◆ **Source extract**
◇ ◇ ◇ ◇ ◇ ◇ ◇

In response to article on treating Homosexual OCD 

I am NO defender of Charles Linden – see for example my colleague Professor Salkovskis ’s blog.

However I am worried that the Buzzfeed article highlights the lack of understanding about the nature of Obsessive Compulsive Disorder (OCD).

Some people with OCD may have obsessional fears about being gay (when they are not). This should not be confused with people who have doubts about their sexual identity. What is required is a good assessment of what the person’s problem is. If it’s OCD then there are good evidence based treatments available, namely cognitive behaviour therapy for OCD and sometimes medication. A person with doubts about sexuality needs an appropriately trained counsellor to help them explore their sexuality. For a person with OCD to see such a counsellor to explore their sexuality will make their OCD worse.

◇ ◇ ◇ ◇ ◇ ◇ ◇

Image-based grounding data
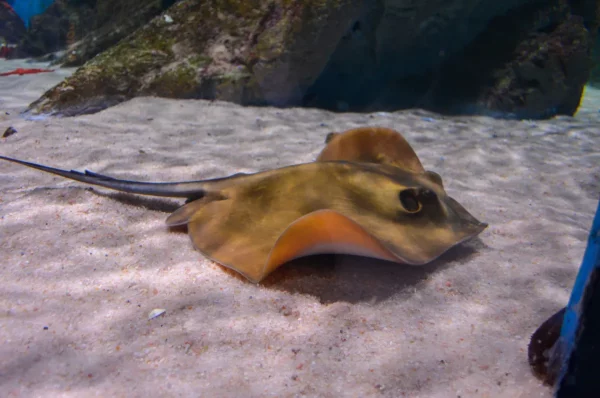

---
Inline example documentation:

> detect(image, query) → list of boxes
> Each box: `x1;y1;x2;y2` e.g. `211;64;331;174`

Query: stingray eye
398;189;423;213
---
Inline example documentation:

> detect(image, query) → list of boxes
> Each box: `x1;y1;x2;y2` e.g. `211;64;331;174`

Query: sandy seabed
0;61;600;398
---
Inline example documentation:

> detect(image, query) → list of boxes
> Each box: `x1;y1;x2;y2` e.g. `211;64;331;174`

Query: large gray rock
30;0;599;118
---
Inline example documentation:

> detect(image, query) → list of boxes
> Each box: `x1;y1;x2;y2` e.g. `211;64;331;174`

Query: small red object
0;68;54;76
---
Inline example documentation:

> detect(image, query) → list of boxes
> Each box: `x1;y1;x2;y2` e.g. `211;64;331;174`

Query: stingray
317;127;425;173
0;130;487;283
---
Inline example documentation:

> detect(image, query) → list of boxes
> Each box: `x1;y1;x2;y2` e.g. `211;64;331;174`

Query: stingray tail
0;156;210;200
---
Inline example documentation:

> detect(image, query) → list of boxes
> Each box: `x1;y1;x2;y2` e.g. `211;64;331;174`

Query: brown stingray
317;127;425;173
0;137;487;282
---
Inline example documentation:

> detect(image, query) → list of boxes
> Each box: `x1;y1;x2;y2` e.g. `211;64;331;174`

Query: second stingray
0;126;487;283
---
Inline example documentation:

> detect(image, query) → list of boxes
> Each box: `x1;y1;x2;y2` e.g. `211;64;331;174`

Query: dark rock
427;1;592;118
2;126;17;138
55;0;177;66
0;1;26;46
30;0;362;115
16;0;94;57
24;0;598;118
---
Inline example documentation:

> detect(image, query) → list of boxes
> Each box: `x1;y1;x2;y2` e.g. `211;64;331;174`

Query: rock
55;0;176;66
30;0;362;115
427;0;597;118
0;2;26;46
15;0;93;57
24;0;600;118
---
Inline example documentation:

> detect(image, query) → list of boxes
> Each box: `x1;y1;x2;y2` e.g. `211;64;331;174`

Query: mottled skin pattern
317;127;425;173
0;129;487;283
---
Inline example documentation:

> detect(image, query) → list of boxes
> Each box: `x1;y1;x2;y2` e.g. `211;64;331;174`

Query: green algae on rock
29;0;362;116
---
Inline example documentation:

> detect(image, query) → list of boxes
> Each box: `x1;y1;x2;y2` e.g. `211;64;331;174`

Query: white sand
0;61;600;398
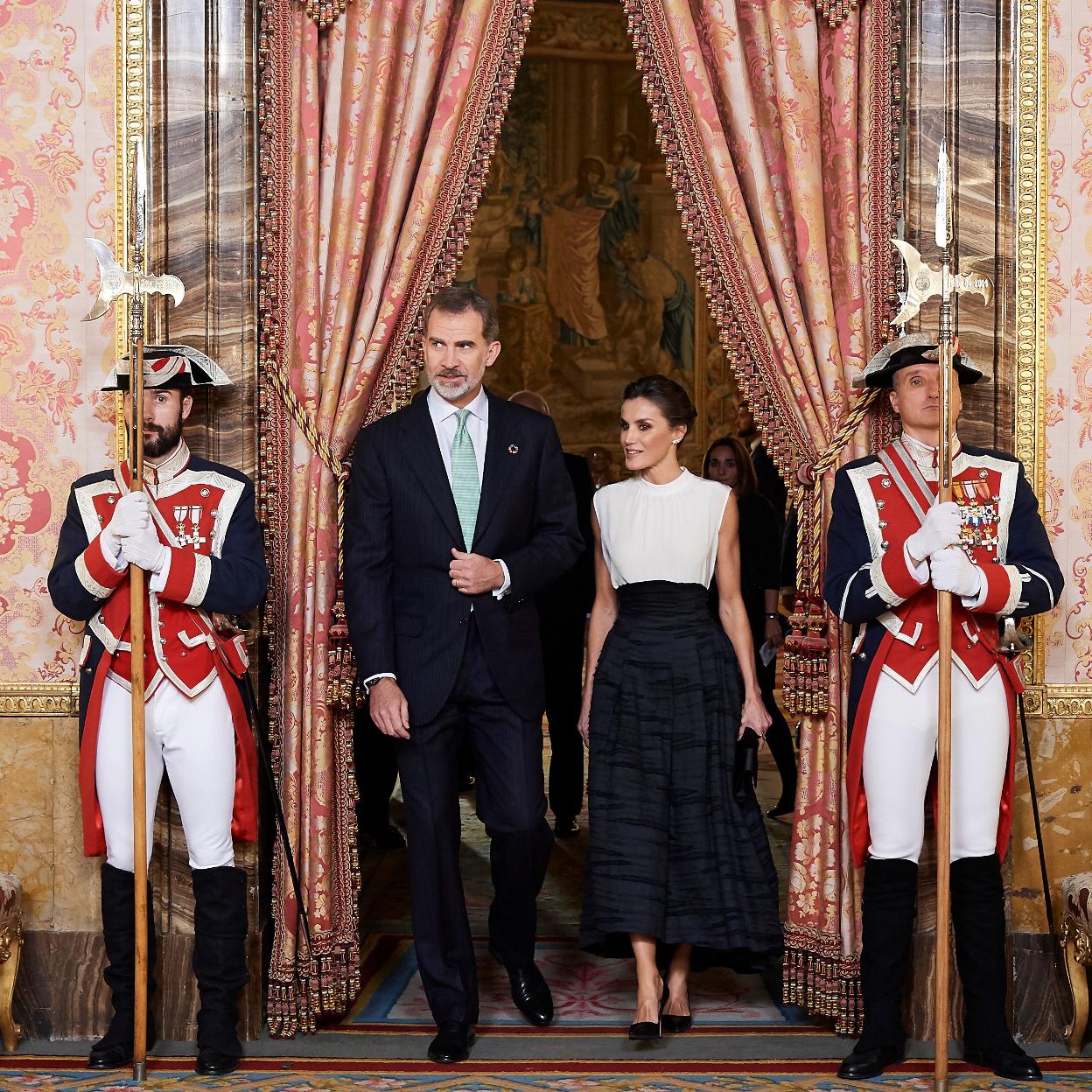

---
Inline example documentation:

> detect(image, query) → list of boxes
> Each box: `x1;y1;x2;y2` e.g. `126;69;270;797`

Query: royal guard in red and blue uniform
49;345;269;1074
823;334;1062;1080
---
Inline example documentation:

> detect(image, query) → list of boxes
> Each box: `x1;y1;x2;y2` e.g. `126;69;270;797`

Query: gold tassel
304;0;351;31
815;0;858;27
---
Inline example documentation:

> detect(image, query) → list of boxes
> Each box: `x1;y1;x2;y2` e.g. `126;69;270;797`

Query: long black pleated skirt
580;581;782;969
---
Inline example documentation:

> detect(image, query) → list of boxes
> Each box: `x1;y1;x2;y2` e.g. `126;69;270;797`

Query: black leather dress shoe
629;1020;661;1043
428;1020;474;1066
88;1043;133;1069
837;1044;906;1082
505;963;554;1027
368;823;406;850
660;990;693;1035
193;1046;241;1077
963;1043;1043;1082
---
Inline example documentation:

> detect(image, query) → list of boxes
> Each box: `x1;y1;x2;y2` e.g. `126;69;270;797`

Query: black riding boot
192;867;247;1075
951;853;1043;1082
837;858;917;1082
88;864;155;1069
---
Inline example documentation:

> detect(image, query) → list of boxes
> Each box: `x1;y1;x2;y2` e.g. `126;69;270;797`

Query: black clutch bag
732;728;759;804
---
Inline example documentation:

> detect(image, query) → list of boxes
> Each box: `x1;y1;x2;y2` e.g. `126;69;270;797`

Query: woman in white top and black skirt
580;375;782;1040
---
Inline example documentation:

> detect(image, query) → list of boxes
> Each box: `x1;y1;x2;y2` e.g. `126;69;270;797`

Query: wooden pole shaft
129;327;147;1082
933;332;960;1092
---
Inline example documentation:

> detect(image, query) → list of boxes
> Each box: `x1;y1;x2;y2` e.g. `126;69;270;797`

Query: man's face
424;308;500;406
891;360;963;436
124;390;193;458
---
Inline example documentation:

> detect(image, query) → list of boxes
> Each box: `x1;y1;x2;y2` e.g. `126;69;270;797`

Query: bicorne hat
102;345;232;391
853;334;984;387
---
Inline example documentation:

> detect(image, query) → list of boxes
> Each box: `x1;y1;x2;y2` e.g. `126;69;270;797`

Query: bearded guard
823;334;1064;1080
48;345;269;1074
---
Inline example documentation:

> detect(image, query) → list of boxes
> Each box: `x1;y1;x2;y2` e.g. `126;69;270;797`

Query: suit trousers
862;664;1012;864
396;615;554;1023
95;677;234;872
540;607;585;819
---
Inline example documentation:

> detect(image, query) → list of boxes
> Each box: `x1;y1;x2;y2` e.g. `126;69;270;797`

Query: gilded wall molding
114;0;147;463
1013;0;1079;698
0;682;80;717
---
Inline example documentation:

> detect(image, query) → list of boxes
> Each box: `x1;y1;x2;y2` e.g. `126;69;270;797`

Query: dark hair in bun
621;375;697;431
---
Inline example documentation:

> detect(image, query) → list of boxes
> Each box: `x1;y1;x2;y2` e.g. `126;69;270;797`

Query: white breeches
863;665;1009;863
95;678;234;872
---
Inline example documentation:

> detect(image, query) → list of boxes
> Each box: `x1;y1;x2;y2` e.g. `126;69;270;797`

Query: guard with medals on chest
49;345;269;1074
823;334;1062;1080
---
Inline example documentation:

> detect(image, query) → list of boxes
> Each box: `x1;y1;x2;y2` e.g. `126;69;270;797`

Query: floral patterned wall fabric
1043;0;1092;684
0;0;116;683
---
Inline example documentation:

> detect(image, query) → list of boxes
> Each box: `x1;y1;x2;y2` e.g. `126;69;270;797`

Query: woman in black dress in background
580;375;780;1039
702;436;796;819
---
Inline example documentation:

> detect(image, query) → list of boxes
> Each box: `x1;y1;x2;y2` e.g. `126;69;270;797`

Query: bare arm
717;494;771;736
580;509;618;744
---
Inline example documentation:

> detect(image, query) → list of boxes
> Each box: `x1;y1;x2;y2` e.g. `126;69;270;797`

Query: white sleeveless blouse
595;470;732;587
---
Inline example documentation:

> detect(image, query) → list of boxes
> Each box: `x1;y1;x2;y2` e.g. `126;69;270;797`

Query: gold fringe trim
268;949;360;1039
782;924;864;1035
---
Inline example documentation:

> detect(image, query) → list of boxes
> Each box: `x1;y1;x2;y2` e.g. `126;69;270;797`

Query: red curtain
252;0;531;1035
626;0;898;1032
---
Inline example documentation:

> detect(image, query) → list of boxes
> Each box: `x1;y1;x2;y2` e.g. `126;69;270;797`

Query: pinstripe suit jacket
345;395;582;724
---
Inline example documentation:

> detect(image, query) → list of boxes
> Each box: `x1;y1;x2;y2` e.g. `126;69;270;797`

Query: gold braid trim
304;0;352;31
813;0;858;26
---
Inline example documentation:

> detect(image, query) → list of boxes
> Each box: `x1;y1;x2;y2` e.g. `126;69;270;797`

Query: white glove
906;500;960;561
122;521;169;572
100;493;151;560
929;550;986;599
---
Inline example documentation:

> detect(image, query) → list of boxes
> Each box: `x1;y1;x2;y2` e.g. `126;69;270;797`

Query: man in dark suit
508;391;595;837
345;288;580;1062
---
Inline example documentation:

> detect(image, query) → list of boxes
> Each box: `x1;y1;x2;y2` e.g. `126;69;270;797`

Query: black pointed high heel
629;982;670;1043
660;990;693;1035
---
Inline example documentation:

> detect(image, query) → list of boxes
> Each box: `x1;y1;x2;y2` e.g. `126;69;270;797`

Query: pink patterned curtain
626;0;899;1033
252;0;531;1035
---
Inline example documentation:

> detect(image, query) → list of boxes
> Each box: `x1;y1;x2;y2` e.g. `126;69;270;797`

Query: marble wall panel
904;0;1014;448
0;717;53;929
50;717;102;933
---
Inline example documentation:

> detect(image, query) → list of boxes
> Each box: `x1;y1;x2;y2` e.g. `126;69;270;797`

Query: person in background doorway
702;436;796;819
736;399;788;520
584;444;615;489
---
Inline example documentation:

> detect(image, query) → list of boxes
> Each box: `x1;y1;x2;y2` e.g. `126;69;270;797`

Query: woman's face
709;446;739;489
620;399;686;471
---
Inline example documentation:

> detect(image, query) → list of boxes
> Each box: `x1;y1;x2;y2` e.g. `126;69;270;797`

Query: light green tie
451;410;481;550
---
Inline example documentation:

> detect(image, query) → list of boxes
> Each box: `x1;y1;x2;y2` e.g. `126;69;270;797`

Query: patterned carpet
336;934;817;1035
0;1058;1092;1092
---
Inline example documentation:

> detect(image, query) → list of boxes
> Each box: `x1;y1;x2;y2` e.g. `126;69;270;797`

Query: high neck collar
899;432;963;481
637;466;690;494
134;439;190;486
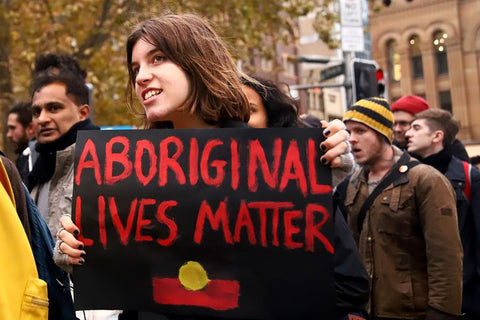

◇ ◇ ◇ ◇ ◇ ◇ ◇

◆ **Tasks and exercises**
1. According to the OCD commentary, what evidence-based treatments are available if a person's problem is OCD?
2. Write out the stretch of the OCD commentary from "Some people with" through "their OCD worse.".
The rows have no connection to the OCD commentary.

◆ **Completed exercise**
1. Cognitive behaviour therapy for OCD and sometimes medication.

2.
Some people with OCD may have obsessional fears about being gay (when they are not). This should not be confused with people who have doubts about their sexual identity. What is required is a good assessment of what the person’s problem is. If it’s OCD then there are good evidence based treatments available, namely cognitive behaviour therapy for OCD and sometimes medication. A person with doubts about sexuality needs an appropriately trained counsellor to help them explore their sexuality. For a person with OCD to see such a counsellor to explore their sexuality will make their OCD worse.